WHAT TO DO:
Copying exactly, give the lines in the material below from the one with "task: trace the" to the one with "fill: even-odd", ends included, and nothing besides.
===== GIVEN DATA =====
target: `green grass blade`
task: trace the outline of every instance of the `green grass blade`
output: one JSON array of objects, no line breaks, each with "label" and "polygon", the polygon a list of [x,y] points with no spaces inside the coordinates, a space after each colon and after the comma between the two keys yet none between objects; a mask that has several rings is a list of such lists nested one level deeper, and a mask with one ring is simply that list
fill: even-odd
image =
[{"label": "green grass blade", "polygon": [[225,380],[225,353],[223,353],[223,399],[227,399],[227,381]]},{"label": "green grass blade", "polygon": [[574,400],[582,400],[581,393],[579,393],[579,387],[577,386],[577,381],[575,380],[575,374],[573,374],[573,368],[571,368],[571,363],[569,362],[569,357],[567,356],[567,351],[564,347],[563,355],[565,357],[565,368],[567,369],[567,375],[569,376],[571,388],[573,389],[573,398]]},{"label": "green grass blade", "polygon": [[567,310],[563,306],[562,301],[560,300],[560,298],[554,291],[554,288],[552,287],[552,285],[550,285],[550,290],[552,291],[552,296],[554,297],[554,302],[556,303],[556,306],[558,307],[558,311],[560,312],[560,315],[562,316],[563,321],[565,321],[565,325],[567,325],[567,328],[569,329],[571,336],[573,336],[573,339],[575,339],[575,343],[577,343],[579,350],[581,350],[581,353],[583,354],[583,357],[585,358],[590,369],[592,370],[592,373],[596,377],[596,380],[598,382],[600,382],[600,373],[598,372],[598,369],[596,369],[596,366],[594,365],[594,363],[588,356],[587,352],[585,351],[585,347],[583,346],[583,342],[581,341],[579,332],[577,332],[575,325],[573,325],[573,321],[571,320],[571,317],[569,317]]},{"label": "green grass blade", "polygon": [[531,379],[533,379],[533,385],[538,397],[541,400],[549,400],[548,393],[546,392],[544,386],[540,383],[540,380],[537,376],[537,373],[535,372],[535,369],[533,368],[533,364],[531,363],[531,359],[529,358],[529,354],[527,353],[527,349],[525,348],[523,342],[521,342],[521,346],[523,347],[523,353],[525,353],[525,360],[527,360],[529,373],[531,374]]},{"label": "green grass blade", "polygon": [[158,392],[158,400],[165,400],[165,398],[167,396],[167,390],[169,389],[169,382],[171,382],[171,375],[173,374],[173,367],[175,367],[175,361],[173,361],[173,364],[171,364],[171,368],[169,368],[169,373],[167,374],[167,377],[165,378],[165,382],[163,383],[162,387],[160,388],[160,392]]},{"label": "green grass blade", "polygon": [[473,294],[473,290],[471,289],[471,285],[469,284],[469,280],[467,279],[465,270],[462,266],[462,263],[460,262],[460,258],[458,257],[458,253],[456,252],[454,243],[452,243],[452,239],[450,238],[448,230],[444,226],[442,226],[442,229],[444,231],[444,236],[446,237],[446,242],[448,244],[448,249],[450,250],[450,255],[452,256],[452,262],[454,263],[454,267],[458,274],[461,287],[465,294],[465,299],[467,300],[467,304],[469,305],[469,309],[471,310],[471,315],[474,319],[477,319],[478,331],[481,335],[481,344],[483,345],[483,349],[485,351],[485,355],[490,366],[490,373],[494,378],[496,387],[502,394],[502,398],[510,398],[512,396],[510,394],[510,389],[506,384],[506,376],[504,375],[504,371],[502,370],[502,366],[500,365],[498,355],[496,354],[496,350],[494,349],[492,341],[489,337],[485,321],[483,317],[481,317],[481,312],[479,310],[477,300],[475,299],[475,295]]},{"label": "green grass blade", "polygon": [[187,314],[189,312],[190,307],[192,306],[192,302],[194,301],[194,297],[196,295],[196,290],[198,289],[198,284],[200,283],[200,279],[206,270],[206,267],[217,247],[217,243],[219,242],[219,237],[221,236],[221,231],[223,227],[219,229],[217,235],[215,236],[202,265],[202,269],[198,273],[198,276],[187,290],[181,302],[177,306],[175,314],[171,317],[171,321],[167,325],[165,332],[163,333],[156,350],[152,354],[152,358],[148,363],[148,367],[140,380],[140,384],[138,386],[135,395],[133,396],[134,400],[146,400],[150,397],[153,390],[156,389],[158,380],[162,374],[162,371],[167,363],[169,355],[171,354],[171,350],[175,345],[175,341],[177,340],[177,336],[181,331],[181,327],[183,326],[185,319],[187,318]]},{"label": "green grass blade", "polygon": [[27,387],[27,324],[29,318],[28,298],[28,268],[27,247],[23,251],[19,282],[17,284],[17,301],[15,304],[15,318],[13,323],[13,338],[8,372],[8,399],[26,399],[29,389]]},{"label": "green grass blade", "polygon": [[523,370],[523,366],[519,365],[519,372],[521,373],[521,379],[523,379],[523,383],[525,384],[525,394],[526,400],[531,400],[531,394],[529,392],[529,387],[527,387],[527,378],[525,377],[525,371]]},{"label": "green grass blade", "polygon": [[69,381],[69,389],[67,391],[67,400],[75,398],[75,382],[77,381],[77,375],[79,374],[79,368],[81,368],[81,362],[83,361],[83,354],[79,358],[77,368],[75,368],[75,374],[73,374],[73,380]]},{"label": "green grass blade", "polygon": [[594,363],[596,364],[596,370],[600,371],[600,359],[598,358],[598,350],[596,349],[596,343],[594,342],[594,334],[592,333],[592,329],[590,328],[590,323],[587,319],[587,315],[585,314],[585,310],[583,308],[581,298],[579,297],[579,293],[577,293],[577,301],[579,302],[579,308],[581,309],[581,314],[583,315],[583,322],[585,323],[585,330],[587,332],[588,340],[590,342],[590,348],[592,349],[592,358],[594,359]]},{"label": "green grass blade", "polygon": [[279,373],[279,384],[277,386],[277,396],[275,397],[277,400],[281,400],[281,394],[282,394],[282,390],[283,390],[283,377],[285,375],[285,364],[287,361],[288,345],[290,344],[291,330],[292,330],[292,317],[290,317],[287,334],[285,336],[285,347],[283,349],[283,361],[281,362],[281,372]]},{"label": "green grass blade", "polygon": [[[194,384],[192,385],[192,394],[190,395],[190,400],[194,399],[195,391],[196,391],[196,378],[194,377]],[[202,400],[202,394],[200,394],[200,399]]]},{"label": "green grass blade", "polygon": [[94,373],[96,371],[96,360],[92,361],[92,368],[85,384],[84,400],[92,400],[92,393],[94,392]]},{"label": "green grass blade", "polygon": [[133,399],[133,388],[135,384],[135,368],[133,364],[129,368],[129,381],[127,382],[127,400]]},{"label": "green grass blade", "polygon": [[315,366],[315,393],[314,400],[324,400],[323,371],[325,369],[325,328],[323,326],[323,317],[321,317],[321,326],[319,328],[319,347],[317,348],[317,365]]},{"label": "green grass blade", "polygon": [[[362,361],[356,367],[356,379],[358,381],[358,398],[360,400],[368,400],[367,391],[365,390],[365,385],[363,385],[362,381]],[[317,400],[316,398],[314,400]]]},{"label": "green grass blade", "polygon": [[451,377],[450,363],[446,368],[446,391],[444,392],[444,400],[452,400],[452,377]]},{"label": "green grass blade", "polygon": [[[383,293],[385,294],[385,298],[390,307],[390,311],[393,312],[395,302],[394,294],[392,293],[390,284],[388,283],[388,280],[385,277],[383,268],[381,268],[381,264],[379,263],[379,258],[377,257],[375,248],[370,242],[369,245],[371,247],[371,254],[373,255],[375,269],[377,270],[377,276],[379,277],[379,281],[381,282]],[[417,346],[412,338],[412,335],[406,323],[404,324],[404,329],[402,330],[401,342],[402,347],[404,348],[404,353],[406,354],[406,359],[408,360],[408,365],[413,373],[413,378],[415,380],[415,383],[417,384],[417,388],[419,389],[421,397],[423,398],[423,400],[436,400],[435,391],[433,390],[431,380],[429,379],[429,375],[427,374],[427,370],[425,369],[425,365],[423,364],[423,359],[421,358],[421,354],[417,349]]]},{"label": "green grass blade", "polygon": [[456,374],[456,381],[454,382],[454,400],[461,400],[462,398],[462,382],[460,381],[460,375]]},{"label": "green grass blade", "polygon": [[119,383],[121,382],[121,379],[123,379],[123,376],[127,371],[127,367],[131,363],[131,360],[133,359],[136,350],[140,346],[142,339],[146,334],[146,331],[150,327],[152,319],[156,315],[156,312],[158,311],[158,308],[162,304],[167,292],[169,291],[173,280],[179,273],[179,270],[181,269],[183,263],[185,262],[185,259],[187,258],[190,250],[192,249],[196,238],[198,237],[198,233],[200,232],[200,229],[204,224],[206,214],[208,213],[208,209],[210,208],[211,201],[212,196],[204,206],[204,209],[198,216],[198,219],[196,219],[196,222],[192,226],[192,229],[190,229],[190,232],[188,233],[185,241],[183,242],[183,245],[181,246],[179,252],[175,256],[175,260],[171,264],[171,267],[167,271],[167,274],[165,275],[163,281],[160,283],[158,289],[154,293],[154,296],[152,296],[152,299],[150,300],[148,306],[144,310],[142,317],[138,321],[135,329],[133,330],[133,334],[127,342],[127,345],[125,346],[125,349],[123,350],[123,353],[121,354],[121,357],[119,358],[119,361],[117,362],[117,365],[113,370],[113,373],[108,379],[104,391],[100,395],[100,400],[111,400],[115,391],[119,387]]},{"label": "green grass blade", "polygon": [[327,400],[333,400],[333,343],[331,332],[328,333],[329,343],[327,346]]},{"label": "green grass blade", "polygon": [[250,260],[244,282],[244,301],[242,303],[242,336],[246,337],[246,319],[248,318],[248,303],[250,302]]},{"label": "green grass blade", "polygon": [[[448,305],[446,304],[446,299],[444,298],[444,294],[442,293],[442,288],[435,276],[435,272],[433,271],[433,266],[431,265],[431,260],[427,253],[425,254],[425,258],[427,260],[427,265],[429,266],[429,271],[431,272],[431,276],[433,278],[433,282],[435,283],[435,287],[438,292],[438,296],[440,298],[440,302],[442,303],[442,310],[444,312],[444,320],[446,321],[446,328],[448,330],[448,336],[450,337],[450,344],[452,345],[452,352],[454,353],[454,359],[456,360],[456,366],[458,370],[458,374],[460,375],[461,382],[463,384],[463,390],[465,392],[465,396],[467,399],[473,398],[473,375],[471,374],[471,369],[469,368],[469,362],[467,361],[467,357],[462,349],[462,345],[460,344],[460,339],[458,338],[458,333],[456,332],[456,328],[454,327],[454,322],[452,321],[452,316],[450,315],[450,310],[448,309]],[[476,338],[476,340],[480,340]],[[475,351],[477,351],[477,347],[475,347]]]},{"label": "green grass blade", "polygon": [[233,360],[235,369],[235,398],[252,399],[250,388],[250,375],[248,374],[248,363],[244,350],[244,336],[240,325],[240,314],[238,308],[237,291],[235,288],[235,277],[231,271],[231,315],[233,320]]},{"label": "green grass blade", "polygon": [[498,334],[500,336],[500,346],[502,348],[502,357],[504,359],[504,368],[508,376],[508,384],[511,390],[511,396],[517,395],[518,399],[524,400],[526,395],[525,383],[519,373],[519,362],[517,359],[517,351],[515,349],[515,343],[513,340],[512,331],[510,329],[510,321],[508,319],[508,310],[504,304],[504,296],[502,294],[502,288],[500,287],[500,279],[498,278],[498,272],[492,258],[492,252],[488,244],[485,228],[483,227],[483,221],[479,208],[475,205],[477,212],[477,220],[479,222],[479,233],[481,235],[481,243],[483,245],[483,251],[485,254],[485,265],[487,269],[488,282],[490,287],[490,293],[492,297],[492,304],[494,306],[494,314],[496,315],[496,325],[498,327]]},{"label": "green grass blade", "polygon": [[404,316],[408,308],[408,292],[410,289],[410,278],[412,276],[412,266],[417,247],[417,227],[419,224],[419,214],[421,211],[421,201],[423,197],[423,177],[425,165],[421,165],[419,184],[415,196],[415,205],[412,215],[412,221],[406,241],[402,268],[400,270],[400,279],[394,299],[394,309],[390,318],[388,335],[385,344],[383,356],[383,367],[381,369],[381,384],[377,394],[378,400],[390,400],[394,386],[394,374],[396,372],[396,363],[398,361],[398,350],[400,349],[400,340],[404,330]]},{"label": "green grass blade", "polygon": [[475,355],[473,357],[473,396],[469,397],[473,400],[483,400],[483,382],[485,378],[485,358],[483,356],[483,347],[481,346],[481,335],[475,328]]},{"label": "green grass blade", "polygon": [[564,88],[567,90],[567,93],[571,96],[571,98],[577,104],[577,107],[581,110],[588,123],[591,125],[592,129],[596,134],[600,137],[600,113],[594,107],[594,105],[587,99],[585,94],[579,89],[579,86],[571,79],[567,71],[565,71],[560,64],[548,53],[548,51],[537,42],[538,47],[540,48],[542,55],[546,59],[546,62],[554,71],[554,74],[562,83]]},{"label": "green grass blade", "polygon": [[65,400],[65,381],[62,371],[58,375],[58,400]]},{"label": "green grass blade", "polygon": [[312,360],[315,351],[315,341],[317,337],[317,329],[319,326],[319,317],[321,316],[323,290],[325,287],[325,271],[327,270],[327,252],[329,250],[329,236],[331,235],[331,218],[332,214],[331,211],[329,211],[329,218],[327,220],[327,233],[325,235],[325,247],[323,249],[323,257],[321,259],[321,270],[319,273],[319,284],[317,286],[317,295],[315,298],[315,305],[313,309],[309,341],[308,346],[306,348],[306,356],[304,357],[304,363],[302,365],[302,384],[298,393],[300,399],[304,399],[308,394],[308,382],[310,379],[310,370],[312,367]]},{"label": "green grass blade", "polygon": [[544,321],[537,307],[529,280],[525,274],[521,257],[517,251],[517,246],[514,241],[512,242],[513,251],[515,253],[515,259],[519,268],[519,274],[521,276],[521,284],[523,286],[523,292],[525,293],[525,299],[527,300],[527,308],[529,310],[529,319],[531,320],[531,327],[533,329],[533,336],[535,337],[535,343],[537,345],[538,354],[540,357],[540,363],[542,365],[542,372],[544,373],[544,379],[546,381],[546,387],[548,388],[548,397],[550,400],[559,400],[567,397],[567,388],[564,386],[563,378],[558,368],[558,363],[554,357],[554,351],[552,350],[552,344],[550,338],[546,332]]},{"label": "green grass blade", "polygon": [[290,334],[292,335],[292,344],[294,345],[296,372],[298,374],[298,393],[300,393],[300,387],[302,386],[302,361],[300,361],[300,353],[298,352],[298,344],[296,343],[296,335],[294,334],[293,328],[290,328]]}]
=====
OUTPUT BELOW:
task: trace the outline of every instance of the `green grass blade`
output: one JSON array of objects, no line breaks, each with "label" and "polygon", the polygon a list of [x,y] points with no spaces inside the coordinates, a space after each colon and after the comma between the two keys yet none between objects; a mask that has several rings is a list of such lists nested one level deeper, and a mask with one ring is simply that list
fill: even-odd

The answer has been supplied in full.